** Opening EXERCISE PASSAGE block **
He said that the effects of the pandemic were just a pause in India’s consumption and growth story. “It has been a speed-breaker in India’s growth journey, but will not change the trajectory.”
Hindustan Unilever (HUL) will rely on three drivers to propel its future growth agenda over the next decade — sustainable business strategy, building an intelligent enterprise that will further embed data, technology and analytics, and leadership in the future, the company’s chairman and managing director Sanjiv Mehta told shareholders at the company’s 88th annual general meeting, on Tuesday.
He said that the effects of the pandemic were just a pause in India’s consumption and growth story. “It has been a speed-breaker in India’s growth journey, but will not change the trajectory.” A growing middle class, having one of the youngest populations in the world, growing internet penetration enabling better access than ever before, sets India as “poised for unprecedented growth,” he said.
Speaking of the coming decade for HUL, Mehta said the company was determined to end the debate on whether there was a trade-off between purpose and performance. “We realise that being purpose-led alone will not be enough. To be successful, we will also have to be future-fit by being fully digitised, more innovative, and faster to respond to the many changes shaping people’s lives every day,” he said. HUL plans to do this by expanding in high growth segments, leading in the channels of the future, creating brands that resonate purpose and building a future fit organisational culture, he added.
According to Mehta, building an ‘Intelligent Enterprise’ will require moving away from the traditional linear value chain to a non-linear ecosystem by building distinctive capabilities across the organisation. He said this will entail making core business smarter and efficient, which will be data-led and machine augmented.
“This will build a value chain that delivers for scale & efficiency of the large while building nimbleness of smalls. The HUL of the future will be a web of intelligent ecosystems – the consumer ecosystem, customer ecosystem, operations ecosystem with data, technology, and analytics at the core,” he said.
Highlighting the challenges that present leaders of the corporate world face, Mehta said the jobs of leaders, in a world marked by disruption and threat, have never been more challenging nor more important. “Leading into this future is not for the meek. But neither is it for the arrogant, the bull-headed, or the blindly self-righteous. We need the brave, but we also need the modest; we need those who hold themselves accountable, but we also need those who are curious and experimentative,” he said.
He added that the companies will have to be steered through unknowns, and leaders of tomorrow will need to be comfortable with both calm and chaos. He said that an important element of leadership development will be to ensure that early in their careers, managers are moved across roles that provide a diverse set of experiences including some tough and challenging assignments. Compassion, sense-making, collaboration, purpose-driven, respond to crisis with speed and agility and brutal optimism will be important traits for the leaders of the future, Mehta said.
** Closing EXERCISE PASSAGE block **
** Opening RECORD EXCERPTS block **
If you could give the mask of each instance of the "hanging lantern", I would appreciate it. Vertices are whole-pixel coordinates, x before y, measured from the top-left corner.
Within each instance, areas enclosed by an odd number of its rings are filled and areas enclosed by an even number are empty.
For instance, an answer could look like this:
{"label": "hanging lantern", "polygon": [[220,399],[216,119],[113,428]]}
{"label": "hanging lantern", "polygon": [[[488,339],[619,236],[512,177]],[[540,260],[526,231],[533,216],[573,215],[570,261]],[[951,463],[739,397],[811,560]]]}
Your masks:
** Closing RECORD EXCERPTS block **
EXERCISE PROMPT ▸ Write out the passage from the article on Hindustan Unilever's growth plans word for word, starting at "According to Mehta, building" and ending at "and machine augmented.".

WRITTEN RESPONSE ▸
According to Mehta, building an ‘Intelligent Enterprise’ will require moving away from the traditional linear value chain to a non-linear ecosystem by building distinctive capabilities across the organisation. He said this will entail making core business smarter and efficient, which will be data-led and machine augmented.